• [Document]
— Start —

Thursday, January 07, 2010

Cardinality Estimates are not Probabilities

Reading a post by Charles Hooper I had to express mis-givings around the following paragraph. Discussions are continuing as comments on that post.

"One of the problems with putting date values in number columns is this – if you select the range from 200810 to 200903, the optimizer will likely make the assumption that 200810 is just as likely of a number as 200808, 200812, 200814, 200816, 200820, 200890, 200900, etc. Some of those year/month combinations are simply not possible. In such a case, the optimizer should over-estimate the number of rows returned from that range when the column data type is NUMBER, and should be reasonably close when the column data type is DATE, since the optimizer knows that 200814 (2008-14-01), 200816 (2008-16-01), 200820 (2008-20-01), 200890 (2008-90-01), 200900 (2009-00-01), etc. could never be dates (and would be completely out of the serial sequence of dates). By putting the date type data into a DATE column, you have essentially added a constraint to the database to prevent invalid dates from being added. Additionally, date math, such as finding the number of days between 200802 and 200803 (compared to 200702 and 200703) is very simple – the answer is not 1 in both cases, but rather 29 and 28, respectively."

On the last point, while there may only be 28 or 29 days, that is still over 2.4 million seconds and there may be an entry for any second in that date range.

My understanding is that the optimizer makes the assumption, which is generally valid, that the database actually contains the data you are looking for. It is not worried about possible (or even impossible) values, just recorded values. Anything you want to know is in the database.

When you make a query, the optimizer is not determining the probability of a match, but an estimate of the number of rows returned ASSUMING there is a match. For that it uses the number of distinct values divided by the number of rows.

If I have a date column in a table and query that table for a specific value of that column, the optimizer will never assume that it will return zero rows, or even less than one row. It doesn't matter if there are three or three million rows, or if there are two or two million distinct values. In fact,if I apply ten different predicates to that select, it will still always assume at least one match. Even if the predicates are mutually exclusive, it makes the same assumption.

Demo Time

drop table test_150 purge;
create table test_150 (id number(6,3));

insert into test_150 values (1);
insert into test_150 values (150);
insert into test_150 select dbms_random.value(1,150) from dual ;
insert into test_150 select dbms_random.value(1,150) from dual ;
insert into test_150 select dbms_random.value(1,150) from dual ;

insert into test_150 
select a.* from test_150 a, 
   (select 1 from dual connect by level < 30);
exec dbms_stats.gather_table_stats(user, 'TEST_150',
      estimate_percent=>100, 
      method_opt=> 'FOR ALL COLUMNS SIZE 1');

select to_char(id,'999.999'), count(*) 
from test_150 group by id order by id;

TO_CHAR(    COUNT(*)
-------- -----------
   1.000       30.00
  60.781       30.00
  84.342       30.00
 111.778       30.00
 150.000       30.00

The optimizer knows there are five distinct values, ranging from 1 to 150, and 150 rows in total. With no histograms it will assume an even distribution and every values occurs 30 times. That's true in this case (but that shouldn't make any difference).

— End —

• [Recorded information]
— Start —

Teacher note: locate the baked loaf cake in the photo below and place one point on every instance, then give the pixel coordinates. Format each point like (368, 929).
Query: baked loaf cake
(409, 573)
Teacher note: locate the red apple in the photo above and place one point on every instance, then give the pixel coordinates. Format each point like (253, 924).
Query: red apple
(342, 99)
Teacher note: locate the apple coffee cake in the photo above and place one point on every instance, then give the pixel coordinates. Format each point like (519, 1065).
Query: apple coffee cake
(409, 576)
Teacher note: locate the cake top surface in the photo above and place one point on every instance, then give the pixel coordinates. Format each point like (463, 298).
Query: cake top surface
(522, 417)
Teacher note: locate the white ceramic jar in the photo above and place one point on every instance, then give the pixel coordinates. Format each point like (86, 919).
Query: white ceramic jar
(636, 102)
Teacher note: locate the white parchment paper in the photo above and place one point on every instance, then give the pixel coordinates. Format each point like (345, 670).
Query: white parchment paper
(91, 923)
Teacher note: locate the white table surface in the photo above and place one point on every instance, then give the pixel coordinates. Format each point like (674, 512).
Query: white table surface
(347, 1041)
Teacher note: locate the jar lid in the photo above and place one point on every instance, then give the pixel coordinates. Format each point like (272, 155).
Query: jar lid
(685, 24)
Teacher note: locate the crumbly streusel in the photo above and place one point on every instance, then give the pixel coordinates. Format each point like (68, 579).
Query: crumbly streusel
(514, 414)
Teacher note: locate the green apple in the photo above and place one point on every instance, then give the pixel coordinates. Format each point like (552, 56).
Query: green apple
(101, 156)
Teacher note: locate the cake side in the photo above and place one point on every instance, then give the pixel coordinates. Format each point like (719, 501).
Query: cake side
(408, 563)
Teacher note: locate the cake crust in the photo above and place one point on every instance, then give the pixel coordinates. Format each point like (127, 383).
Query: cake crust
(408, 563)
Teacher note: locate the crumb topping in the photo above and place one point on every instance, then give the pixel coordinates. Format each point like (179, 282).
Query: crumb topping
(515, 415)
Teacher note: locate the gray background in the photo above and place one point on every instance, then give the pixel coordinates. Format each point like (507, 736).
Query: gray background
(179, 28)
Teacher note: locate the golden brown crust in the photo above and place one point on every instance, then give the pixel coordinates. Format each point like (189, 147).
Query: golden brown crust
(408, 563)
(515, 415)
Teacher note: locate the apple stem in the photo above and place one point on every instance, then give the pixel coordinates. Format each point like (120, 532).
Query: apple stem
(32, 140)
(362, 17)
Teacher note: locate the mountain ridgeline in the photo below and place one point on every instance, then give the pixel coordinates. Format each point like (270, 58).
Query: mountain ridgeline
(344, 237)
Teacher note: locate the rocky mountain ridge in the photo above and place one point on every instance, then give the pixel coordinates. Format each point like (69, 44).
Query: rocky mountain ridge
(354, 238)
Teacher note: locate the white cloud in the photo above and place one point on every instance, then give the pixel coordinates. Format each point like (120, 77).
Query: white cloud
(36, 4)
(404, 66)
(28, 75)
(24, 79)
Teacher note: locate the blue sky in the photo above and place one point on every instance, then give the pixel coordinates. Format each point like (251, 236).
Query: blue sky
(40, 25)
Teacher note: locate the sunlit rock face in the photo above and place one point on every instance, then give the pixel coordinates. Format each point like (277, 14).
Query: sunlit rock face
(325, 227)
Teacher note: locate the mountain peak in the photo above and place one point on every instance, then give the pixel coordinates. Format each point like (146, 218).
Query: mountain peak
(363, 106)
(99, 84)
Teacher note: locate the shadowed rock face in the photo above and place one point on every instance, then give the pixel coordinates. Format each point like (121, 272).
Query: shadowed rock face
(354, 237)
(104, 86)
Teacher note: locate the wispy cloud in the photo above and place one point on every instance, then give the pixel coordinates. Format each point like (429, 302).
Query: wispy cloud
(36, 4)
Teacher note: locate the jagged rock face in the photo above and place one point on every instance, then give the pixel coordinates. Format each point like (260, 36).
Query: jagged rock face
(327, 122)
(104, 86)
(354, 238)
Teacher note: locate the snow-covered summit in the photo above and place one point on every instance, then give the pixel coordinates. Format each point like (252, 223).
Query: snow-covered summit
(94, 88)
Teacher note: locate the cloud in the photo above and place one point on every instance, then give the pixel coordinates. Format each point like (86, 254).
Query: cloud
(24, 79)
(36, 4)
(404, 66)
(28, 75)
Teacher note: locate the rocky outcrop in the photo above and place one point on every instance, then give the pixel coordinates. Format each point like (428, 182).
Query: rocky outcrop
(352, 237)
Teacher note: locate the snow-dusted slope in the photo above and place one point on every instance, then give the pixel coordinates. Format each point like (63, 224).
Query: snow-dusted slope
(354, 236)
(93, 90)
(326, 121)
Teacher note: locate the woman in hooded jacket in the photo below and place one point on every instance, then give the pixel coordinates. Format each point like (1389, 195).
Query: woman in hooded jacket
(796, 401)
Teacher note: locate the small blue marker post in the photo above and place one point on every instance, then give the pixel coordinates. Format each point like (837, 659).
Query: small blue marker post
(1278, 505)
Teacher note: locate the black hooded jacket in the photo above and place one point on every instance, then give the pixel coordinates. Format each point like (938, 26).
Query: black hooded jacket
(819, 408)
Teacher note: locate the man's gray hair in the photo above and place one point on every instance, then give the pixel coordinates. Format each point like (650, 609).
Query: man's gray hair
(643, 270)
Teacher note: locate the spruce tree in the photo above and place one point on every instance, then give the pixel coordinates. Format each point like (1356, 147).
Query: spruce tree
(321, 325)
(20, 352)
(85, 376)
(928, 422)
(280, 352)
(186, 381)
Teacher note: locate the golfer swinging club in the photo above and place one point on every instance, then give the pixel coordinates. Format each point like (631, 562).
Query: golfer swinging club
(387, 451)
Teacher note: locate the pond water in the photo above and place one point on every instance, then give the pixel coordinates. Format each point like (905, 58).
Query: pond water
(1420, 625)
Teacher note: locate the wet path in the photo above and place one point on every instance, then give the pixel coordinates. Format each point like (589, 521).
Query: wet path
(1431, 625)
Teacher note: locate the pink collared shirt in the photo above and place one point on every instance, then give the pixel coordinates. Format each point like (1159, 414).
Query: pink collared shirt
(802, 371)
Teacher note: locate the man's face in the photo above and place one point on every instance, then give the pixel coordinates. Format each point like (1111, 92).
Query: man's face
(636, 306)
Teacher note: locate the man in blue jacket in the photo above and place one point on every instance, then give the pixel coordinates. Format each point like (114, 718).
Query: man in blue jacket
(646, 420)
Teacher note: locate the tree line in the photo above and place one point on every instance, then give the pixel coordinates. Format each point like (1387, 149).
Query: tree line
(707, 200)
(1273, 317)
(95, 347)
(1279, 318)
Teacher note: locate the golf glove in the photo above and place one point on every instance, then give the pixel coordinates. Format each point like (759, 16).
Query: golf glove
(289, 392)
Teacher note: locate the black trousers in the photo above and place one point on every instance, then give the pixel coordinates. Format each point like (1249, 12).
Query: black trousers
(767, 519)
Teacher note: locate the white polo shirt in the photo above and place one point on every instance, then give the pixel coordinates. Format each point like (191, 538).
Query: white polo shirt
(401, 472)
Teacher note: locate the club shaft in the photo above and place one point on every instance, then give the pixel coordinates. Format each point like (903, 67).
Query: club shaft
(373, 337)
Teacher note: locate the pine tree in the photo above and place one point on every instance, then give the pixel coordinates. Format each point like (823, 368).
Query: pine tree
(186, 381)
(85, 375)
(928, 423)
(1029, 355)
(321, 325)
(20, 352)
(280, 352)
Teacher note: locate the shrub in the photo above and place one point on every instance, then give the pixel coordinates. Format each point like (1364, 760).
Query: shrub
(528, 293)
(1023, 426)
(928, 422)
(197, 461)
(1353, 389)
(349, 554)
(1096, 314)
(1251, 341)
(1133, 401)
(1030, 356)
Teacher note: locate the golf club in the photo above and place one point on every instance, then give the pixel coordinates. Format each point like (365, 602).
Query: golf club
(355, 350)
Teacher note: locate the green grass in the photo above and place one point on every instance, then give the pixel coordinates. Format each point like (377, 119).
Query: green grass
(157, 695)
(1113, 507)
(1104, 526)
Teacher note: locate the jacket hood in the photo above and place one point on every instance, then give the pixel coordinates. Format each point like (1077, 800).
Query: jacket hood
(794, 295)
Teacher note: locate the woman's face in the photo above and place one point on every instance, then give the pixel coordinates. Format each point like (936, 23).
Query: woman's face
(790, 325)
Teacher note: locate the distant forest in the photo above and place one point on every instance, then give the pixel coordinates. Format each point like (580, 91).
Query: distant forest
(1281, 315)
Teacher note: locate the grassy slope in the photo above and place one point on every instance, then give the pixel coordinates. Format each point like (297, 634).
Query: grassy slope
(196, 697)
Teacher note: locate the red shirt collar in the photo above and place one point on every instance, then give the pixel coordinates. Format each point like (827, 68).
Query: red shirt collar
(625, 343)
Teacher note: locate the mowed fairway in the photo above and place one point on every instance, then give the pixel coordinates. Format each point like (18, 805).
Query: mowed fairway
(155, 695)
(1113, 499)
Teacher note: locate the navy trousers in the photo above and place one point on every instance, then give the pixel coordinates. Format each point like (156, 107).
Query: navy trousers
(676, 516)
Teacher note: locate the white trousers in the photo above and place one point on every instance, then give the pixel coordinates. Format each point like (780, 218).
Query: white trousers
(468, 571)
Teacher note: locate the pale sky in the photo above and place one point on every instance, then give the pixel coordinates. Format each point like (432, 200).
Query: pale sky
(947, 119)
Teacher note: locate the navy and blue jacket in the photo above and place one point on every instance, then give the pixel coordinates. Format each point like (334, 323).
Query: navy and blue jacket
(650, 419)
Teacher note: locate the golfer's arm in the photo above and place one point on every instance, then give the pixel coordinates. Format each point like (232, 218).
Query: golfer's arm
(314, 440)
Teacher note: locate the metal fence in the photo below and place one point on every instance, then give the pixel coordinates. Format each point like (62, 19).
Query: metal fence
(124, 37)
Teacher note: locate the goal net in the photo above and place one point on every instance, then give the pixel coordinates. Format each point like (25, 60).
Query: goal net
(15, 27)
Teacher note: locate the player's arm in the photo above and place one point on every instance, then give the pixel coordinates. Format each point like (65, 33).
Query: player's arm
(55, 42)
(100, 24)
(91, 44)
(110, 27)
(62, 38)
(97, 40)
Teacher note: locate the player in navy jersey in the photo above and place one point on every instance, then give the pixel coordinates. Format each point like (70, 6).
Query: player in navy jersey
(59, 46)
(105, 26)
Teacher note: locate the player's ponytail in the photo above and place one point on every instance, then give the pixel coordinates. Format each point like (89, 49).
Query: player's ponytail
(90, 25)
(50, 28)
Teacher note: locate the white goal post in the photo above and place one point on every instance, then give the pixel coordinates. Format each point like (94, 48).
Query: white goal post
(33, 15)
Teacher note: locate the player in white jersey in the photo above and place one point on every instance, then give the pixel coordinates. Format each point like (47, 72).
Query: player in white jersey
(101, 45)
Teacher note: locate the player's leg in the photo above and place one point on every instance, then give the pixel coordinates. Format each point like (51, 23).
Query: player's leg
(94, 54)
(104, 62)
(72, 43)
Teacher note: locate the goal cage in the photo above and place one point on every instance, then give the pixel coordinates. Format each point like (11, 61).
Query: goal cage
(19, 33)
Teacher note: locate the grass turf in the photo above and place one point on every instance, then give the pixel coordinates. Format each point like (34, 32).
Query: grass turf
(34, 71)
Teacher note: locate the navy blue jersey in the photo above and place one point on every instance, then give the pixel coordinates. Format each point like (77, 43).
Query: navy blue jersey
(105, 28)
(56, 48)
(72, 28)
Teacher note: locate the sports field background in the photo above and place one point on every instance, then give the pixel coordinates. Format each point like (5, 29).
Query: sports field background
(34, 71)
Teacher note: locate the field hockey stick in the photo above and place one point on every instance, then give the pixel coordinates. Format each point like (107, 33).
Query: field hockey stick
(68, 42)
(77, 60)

— End —

• [Instructions]
1. In the post on cardinality estimates, what does the optimizer assume about the demo table's data when there are no histograms?
2. Continue the post on cardinality estimates, starting right after its last sentence.

• [Results of the exercise]
1. It assumes an even distribution, with every value occurring 30 times.

2.
set autotrace on
select count(*) from test_150 where id = 17.17;

Execution Plan
-------------------------------------------------------------------------------
| Id  | Operation          | Name     | Rows  | Bytes | Cost (%CPU)| Time     |
-------------------------------------------------------------------------------
|   0 | SELECT STATEMENT   |          |     1 |     4 |     3   (0)| 00:00:01 |
|   1 |  SORT AGGREGATE    |          |     1 |     4 |            |          |
|*  2 |   TABLE ACCESS FULL| TEST_150 |    30 |   120 |     3   (0)| 00:00:01 |
-------------------------------------------------------------------------------

Between 1 and 150, there are another 148 integers. Going down to three decimal places, that is 150,000 potential values. Ignoring all that it says that, in a seeming defiance of the rules of probability, we will have 30 rows with that precise value. It is ignoring probability on the assumption that if you are asking about a particular value, it is because it is in there.

select count(*) from test_150 where id in (2,3,4,5);

Execution Plan
-------------------------------------------------------------------------------
| Id  | Operation          | Name     | Rows  | Bytes | Cost (%CPU)| Time     |
-------------------------------------------------------------------------------
|   0 | SELECT STATEMENT   |          |     1 |     4 |     3   (0)| 00:00:01 |
|   1 |  SORT AGGREGATE    |          |     1 |     4 |            |          |
|*  2 |   TABLE ACCESS FULL| TEST_150 |   120 |   480 |     3   (0)| 00:00:01 |
-------------------------------------------------------------------------------

In this case it assumes that all four values are in there, so 120 rows will be returned.
We can try something silly.

select count(*) from test_150 where id in (2,3,4,5,6,7);

Execution Plan
-------------------------------------------------------------------------------
| Id  | Operation          | Name     | Rows  | Bytes | Cost (%CPU)| Time     |
-------------------------------------------------------------------------------
|   0 | SELECT STATEMENT   |          |     1 |     4 |     3   (0)| 00:00:01 |
|   1 |  SORT AGGREGATE    |          |     1 |     4 |            |          |
|*  2 |   TABLE ACCESS FULL| TEST_150 |   150 |   600 |     3   (0)| 00:00:01 |
-------------------------------------------------------------------------------

It knows that there are 150 rows in the table, so obviously no more than that can be returned (at least as far as estimations are concerned).

Check constraints still obey the 'there must be one' rule. Rather than override the estimate, it simply puts in a filter that stops that path being executed (and incidentally allowing the cost to be ignored).

alter table test_150 add constraint tst_150_pos check (id > 0);

select count(*) from test_150 where id < -5;

Execution Plan
--------------------------------------------------------------------------------
| Id  | Operation           | Name     | Rows  | Bytes | Cost (%CPU)| Time     |
--------------------------------------------------------------------------------
|   0 | SELECT STATEMENT    |          |     1 |     4 |     0   (0)|          |
|   1 |  SORT AGGREGATE     |          |     1 |     4 |            |          |
|*  2 |   FILTER            |          |       |       |            |          |
|*  3 |    TABLE ACCESS FULL| TEST_150 |    29 |   116 |     3   (0)| 00:00:01 |
--------------------------------------------------------------------------------

Predicate Information (identified by operation id):
---------------------------------------------------

   2 - filter(NULL IS NOT NULL)
   3 - filter("ID"<(-5))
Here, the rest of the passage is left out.